======== DATASET RECORDS ========

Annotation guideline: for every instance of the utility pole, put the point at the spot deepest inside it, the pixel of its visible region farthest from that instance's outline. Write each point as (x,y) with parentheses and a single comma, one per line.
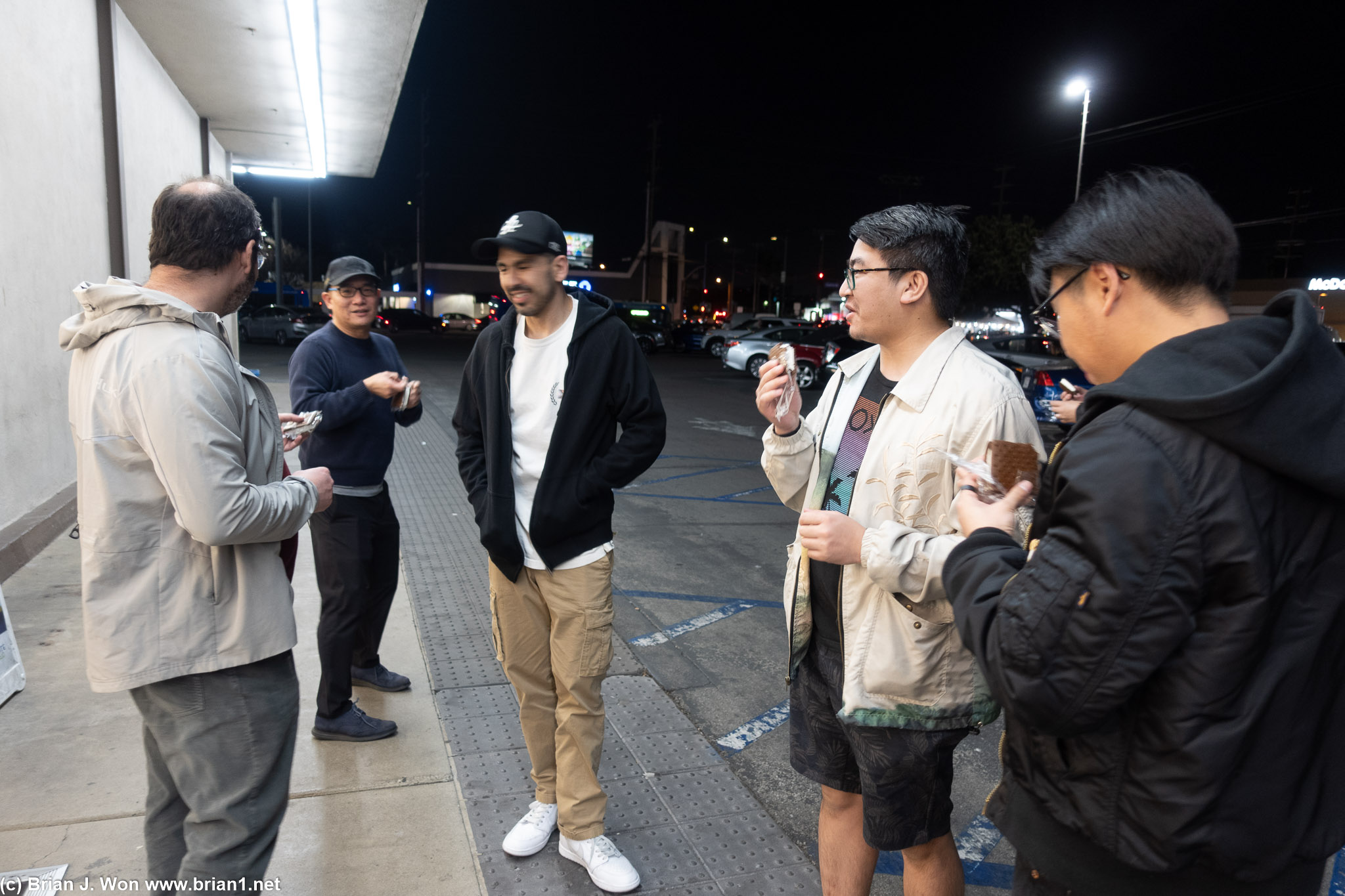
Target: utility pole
(1289,245)
(280,250)
(420,218)
(1001,187)
(649,210)
(309,286)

========

* _YOUR ASSIGNMENT_
Without including any picture, set down the listing above exactly as it appears.

* _YOUR SOLUTION_
Annotation guideline: for every instance of the utility pole, put the point at the spot deepest inside it, the pixel of its visible region farthest from that instance's outline. Write each point as (x,y) with parentheses and a single comma, one per line.
Target: utility pole
(1289,245)
(280,250)
(420,218)
(1001,187)
(649,210)
(309,286)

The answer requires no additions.